(Stored data)
::::

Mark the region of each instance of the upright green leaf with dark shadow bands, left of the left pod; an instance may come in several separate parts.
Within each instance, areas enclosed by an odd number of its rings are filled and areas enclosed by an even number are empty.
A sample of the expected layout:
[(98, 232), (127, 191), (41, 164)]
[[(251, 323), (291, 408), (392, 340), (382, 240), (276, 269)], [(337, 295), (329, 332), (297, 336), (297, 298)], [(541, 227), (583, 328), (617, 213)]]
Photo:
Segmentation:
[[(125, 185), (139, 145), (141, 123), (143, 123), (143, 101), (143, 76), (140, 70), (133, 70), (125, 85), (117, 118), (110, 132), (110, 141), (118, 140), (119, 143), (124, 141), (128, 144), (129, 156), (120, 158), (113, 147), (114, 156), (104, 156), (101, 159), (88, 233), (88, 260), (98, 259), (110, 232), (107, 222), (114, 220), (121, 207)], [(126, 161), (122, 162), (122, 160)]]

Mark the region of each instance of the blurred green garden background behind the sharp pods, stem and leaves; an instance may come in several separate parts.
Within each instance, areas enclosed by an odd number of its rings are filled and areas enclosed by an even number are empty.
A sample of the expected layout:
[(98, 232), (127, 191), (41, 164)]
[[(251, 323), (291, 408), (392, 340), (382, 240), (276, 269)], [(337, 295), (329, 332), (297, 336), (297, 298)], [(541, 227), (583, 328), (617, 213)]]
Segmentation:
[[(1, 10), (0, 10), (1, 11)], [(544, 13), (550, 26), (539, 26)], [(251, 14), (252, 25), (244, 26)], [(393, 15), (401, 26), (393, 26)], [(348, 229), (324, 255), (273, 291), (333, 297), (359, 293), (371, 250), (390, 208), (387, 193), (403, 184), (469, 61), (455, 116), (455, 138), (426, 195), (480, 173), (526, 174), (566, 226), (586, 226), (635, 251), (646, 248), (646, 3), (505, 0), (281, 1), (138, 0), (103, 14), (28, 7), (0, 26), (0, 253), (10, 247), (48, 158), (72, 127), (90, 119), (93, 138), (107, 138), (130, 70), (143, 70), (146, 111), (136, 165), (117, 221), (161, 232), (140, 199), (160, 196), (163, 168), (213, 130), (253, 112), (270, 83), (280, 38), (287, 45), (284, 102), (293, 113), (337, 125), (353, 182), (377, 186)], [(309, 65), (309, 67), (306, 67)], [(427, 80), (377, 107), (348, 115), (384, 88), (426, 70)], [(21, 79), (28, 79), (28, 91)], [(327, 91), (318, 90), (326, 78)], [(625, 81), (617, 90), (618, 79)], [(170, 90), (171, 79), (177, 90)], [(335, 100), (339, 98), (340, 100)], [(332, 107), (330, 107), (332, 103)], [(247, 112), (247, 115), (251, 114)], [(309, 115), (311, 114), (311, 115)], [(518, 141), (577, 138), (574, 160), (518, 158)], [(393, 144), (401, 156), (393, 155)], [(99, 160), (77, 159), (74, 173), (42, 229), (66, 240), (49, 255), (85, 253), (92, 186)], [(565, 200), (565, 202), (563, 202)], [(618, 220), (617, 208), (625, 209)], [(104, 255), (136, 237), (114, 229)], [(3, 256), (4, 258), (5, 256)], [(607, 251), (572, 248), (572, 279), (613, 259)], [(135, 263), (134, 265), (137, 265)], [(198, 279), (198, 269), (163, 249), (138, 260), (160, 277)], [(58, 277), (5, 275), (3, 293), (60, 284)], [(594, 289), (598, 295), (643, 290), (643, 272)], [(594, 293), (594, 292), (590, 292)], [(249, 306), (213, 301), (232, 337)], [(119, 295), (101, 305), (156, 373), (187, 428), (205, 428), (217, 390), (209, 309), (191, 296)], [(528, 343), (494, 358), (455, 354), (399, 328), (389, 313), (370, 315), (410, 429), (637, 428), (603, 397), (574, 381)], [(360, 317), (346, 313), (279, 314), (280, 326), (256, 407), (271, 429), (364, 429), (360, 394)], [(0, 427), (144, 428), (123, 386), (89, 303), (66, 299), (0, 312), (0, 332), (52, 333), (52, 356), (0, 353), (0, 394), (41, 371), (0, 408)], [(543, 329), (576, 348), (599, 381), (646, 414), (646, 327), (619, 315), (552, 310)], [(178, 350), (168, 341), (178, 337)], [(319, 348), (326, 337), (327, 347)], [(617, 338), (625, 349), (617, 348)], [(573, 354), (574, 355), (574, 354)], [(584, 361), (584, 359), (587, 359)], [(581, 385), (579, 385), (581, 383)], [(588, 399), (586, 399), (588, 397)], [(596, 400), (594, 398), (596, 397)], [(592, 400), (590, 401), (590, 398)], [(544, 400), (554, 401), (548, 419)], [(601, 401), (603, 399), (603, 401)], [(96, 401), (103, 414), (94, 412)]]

::::

TASK DESCRIPTION ▸ Your task is to find every line above containing the word "green" and copy it.

ANSWER TO THE EXERCISE ▸
Mark the region of each instance of the upright green leaf with dark shadow bands, left of the left pod; an instance may come in several separate parts.
Mark the region of each instance of the blurred green garden background behind the sharp pods, stem and leaves; an instance may come in several separate parts.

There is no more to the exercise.